Input:

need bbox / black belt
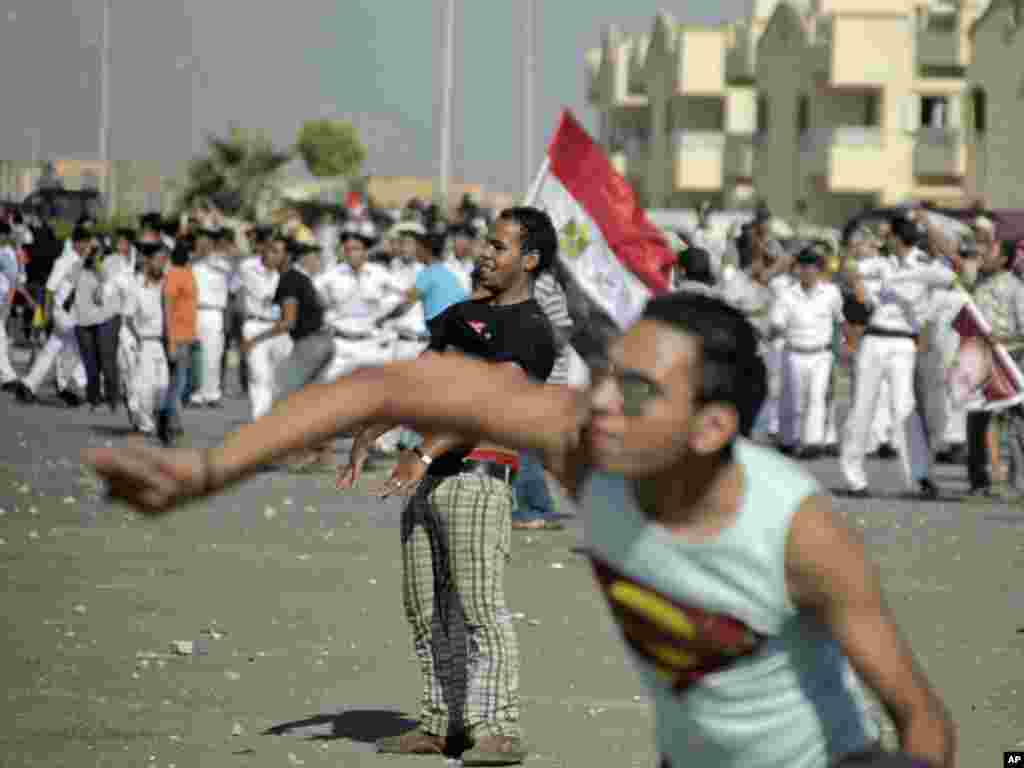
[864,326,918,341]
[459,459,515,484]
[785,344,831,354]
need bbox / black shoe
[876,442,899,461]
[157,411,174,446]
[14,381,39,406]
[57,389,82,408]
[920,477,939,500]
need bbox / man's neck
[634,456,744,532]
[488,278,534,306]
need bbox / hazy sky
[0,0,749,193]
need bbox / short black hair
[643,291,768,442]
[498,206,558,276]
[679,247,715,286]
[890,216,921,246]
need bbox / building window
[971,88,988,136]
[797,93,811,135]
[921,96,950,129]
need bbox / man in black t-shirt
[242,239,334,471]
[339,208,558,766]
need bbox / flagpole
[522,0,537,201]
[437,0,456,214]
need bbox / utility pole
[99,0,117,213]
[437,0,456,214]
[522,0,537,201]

---

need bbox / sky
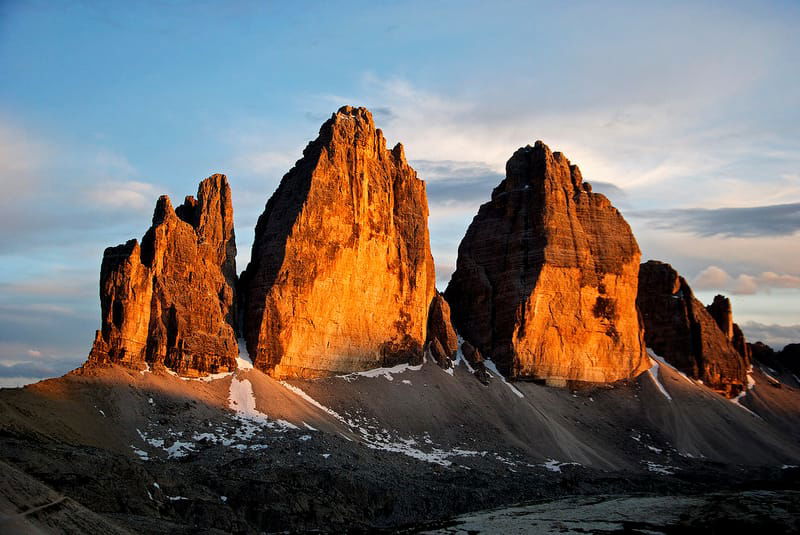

Task instructions: Find every line in the entries above that contains the string "need", and copy each of those lines.

Task answer:
need bbox / black belt
need bbox / black shoe
need bbox / man's neck
need bbox / hazy sky
need bbox / short black hair
need bbox / building window
need bbox / man in black t-shirt
need bbox / flagpole
need bbox / utility pole
need bbox / sky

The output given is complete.